Only the records, exactly as written, belong in the answer; pictures do not.

_PROVIDED INFORMATION_:
┌────────

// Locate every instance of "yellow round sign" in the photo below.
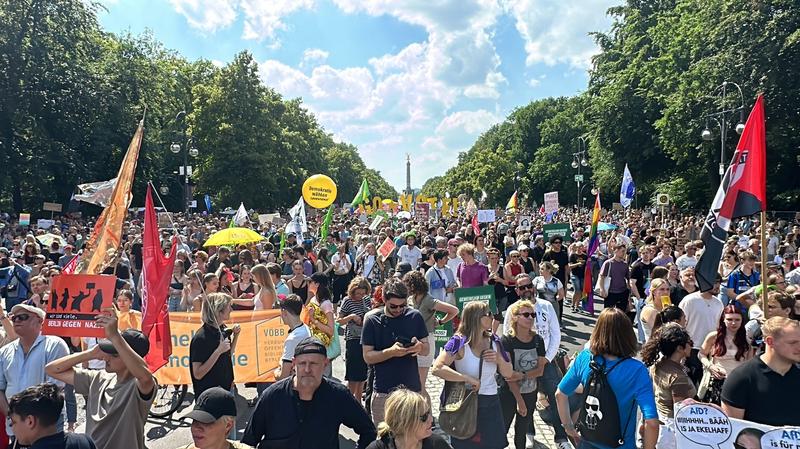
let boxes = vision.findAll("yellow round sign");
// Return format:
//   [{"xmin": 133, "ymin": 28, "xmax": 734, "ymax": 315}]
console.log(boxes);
[{"xmin": 302, "ymin": 174, "xmax": 338, "ymax": 209}]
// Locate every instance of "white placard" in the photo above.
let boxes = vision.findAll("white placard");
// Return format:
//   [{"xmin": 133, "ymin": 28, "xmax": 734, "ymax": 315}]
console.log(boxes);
[
  {"xmin": 518, "ymin": 216, "xmax": 531, "ymax": 231},
  {"xmin": 544, "ymin": 191, "xmax": 559, "ymax": 214},
  {"xmin": 477, "ymin": 209, "xmax": 496, "ymax": 223}
]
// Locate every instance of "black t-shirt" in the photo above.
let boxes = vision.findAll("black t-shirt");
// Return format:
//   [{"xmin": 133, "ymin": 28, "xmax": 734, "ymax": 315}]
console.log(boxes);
[
  {"xmin": 543, "ymin": 248, "xmax": 569, "ymax": 285},
  {"xmin": 569, "ymin": 253, "xmax": 587, "ymax": 280},
  {"xmin": 630, "ymin": 260, "xmax": 655, "ymax": 297},
  {"xmin": 361, "ymin": 308, "xmax": 428, "ymax": 393},
  {"xmin": 499, "ymin": 333, "xmax": 546, "ymax": 393},
  {"xmin": 190, "ymin": 323, "xmax": 234, "ymax": 399},
  {"xmin": 131, "ymin": 242, "xmax": 143, "ymax": 270},
  {"xmin": 669, "ymin": 284, "xmax": 695, "ymax": 307},
  {"xmin": 721, "ymin": 356, "xmax": 800, "ymax": 426},
  {"xmin": 366, "ymin": 434, "xmax": 451, "ymax": 449},
  {"xmin": 488, "ymin": 264, "xmax": 507, "ymax": 301},
  {"xmin": 531, "ymin": 245, "xmax": 546, "ymax": 265},
  {"xmin": 31, "ymin": 432, "xmax": 96, "ymax": 449},
  {"xmin": 520, "ymin": 257, "xmax": 535, "ymax": 275}
]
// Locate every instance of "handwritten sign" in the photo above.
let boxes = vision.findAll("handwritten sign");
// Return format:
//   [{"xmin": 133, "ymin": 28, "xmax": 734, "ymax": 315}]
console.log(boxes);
[
  {"xmin": 544, "ymin": 191, "xmax": 559, "ymax": 214},
  {"xmin": 477, "ymin": 209, "xmax": 496, "ymax": 223},
  {"xmin": 762, "ymin": 428, "xmax": 800, "ymax": 449},
  {"xmin": 378, "ymin": 237, "xmax": 396, "ymax": 258},
  {"xmin": 43, "ymin": 274, "xmax": 116, "ymax": 337}
]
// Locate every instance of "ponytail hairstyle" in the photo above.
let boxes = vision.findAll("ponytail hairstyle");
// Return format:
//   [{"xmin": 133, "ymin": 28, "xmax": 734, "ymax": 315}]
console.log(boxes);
[{"xmin": 641, "ymin": 323, "xmax": 692, "ymax": 367}]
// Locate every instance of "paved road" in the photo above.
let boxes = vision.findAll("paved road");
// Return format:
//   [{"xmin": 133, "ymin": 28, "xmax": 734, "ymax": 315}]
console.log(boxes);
[{"xmin": 133, "ymin": 297, "xmax": 599, "ymax": 449}]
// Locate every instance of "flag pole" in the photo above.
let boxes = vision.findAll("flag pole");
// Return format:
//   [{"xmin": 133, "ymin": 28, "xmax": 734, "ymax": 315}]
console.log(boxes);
[{"xmin": 760, "ymin": 213, "xmax": 768, "ymax": 316}]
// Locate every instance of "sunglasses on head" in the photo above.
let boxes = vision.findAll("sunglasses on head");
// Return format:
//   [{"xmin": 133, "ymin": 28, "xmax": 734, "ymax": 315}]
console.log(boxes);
[
  {"xmin": 517, "ymin": 284, "xmax": 533, "ymax": 290},
  {"xmin": 10, "ymin": 314, "xmax": 31, "ymax": 323},
  {"xmin": 515, "ymin": 312, "xmax": 535, "ymax": 319}
]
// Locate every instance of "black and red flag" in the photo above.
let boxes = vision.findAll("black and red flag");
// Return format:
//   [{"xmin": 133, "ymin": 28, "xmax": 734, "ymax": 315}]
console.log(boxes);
[{"xmin": 695, "ymin": 94, "xmax": 767, "ymax": 292}]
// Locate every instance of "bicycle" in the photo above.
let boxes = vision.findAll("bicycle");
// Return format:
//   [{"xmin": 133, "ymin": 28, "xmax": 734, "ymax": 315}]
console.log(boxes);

└────────

_OUTPUT OF THE EXERCISE_:
// Locate every instance of "yellow round sign" in the photo below.
let boxes = vision.findAll("yellow round sign");
// Return format:
//   [{"xmin": 133, "ymin": 28, "xmax": 734, "ymax": 315}]
console.log(boxes);
[{"xmin": 302, "ymin": 174, "xmax": 338, "ymax": 209}]
// Locate every instance of "white placard" in the photo above.
let boxes = vision.findAll("white placard");
// Return format:
//   [{"xmin": 133, "ymin": 28, "xmax": 734, "ymax": 315}]
console.log(boxes);
[
  {"xmin": 518, "ymin": 216, "xmax": 531, "ymax": 231},
  {"xmin": 544, "ymin": 191, "xmax": 559, "ymax": 214},
  {"xmin": 477, "ymin": 209, "xmax": 496, "ymax": 223}
]
// Locate every instance of "black t-shirt" in the photo above.
let boxes = vision.findAll("black t-shirt");
// Return format:
//   [{"xmin": 133, "ymin": 28, "xmax": 734, "ymax": 315}]
console.log(boxes);
[
  {"xmin": 543, "ymin": 248, "xmax": 569, "ymax": 285},
  {"xmin": 569, "ymin": 253, "xmax": 587, "ymax": 280},
  {"xmin": 630, "ymin": 260, "xmax": 655, "ymax": 297},
  {"xmin": 361, "ymin": 308, "xmax": 428, "ymax": 393},
  {"xmin": 499, "ymin": 333, "xmax": 546, "ymax": 393},
  {"xmin": 190, "ymin": 323, "xmax": 234, "ymax": 399},
  {"xmin": 131, "ymin": 242, "xmax": 143, "ymax": 270},
  {"xmin": 669, "ymin": 284, "xmax": 695, "ymax": 307},
  {"xmin": 721, "ymin": 356, "xmax": 800, "ymax": 426},
  {"xmin": 366, "ymin": 434, "xmax": 451, "ymax": 449},
  {"xmin": 488, "ymin": 264, "xmax": 507, "ymax": 301},
  {"xmin": 531, "ymin": 245, "xmax": 546, "ymax": 265},
  {"xmin": 31, "ymin": 432, "xmax": 96, "ymax": 449},
  {"xmin": 520, "ymin": 257, "xmax": 535, "ymax": 275}
]
// Locate every instance of "handwritten sign" in the photo above.
let boxes = vision.findAll("handwritten sign");
// Return format:
//   [{"xmin": 133, "ymin": 28, "xmax": 734, "ymax": 315}]
console.log(boxes);
[
  {"xmin": 544, "ymin": 191, "xmax": 559, "ymax": 214},
  {"xmin": 477, "ymin": 209, "xmax": 496, "ymax": 223},
  {"xmin": 762, "ymin": 428, "xmax": 800, "ymax": 449},
  {"xmin": 378, "ymin": 237, "xmax": 396, "ymax": 258},
  {"xmin": 43, "ymin": 274, "xmax": 116, "ymax": 337}
]
// Locate every instance of "ponytail hairstyle" in the photo above.
let boxes = vision.findAll("ponytail hairstyle");
// Return format:
//   [{"xmin": 133, "ymin": 28, "xmax": 734, "ymax": 315}]
console.log(boxes);
[{"xmin": 641, "ymin": 323, "xmax": 692, "ymax": 367}]
// Locate every instance of "paved road" in the photo above.
let boxes = vision.findAll("paved road");
// Return format:
//   [{"xmin": 133, "ymin": 28, "xmax": 734, "ymax": 315}]
console.log(boxes);
[{"xmin": 133, "ymin": 297, "xmax": 599, "ymax": 449}]
// Locate every instance of "flag pole" in the photo above.
let boxes = vision.findAll("flag pole");
// Return format:
//   [{"xmin": 133, "ymin": 28, "xmax": 734, "ymax": 315}]
console.log(boxes);
[{"xmin": 760, "ymin": 213, "xmax": 768, "ymax": 316}]
// Locate every instance of "sunglasses on head" in the photo above.
let boxes = vision.findAll("sunglasses on head");
// Return format:
//   [{"xmin": 133, "ymin": 28, "xmax": 734, "ymax": 315}]
console.log(boxes);
[
  {"xmin": 517, "ymin": 284, "xmax": 533, "ymax": 290},
  {"xmin": 10, "ymin": 314, "xmax": 31, "ymax": 323},
  {"xmin": 515, "ymin": 312, "xmax": 535, "ymax": 319}
]
// Locate every instance of "black and red flag" in the photo above.
let boxes = vision.findAll("black and red flag");
// Return format:
//   [{"xmin": 133, "ymin": 28, "xmax": 734, "ymax": 315}]
console.log(boxes);
[{"xmin": 695, "ymin": 94, "xmax": 767, "ymax": 292}]
// Locate every instance of "bicycle" in the photo above.
let boxes = vision.findAll("bicycle");
// Return format:
//   [{"xmin": 133, "ymin": 28, "xmax": 734, "ymax": 315}]
console.log(boxes);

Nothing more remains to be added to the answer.